→ TASK OBJECTIVE
Each line of the data below that holds the word "open" is to be reported in full.

→ LISTED ENTRIES
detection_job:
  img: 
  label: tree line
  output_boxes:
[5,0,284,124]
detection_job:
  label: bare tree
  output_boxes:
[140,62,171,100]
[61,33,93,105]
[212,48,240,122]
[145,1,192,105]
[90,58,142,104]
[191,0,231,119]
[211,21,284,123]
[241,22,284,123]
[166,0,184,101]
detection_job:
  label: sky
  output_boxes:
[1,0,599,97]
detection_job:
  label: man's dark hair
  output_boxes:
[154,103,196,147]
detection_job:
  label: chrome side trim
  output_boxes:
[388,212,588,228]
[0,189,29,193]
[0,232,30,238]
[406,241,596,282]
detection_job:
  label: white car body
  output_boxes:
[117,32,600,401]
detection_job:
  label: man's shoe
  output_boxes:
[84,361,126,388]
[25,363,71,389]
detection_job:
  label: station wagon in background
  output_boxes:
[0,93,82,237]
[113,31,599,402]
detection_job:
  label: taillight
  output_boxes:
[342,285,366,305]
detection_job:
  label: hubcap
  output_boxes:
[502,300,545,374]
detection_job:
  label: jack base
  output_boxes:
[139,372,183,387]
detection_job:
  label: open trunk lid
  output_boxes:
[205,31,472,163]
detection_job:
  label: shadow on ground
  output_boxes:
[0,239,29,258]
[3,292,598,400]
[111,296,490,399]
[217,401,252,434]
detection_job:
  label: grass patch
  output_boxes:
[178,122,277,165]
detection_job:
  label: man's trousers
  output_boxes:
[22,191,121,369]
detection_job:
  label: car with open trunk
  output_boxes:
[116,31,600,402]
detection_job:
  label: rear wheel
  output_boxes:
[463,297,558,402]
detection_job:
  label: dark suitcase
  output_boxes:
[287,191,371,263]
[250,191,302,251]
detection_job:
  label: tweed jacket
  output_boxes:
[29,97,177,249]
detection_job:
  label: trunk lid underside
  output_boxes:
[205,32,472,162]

→ ANSWER FOR THE TASK
  label: open trunk lid
  label: car with open trunk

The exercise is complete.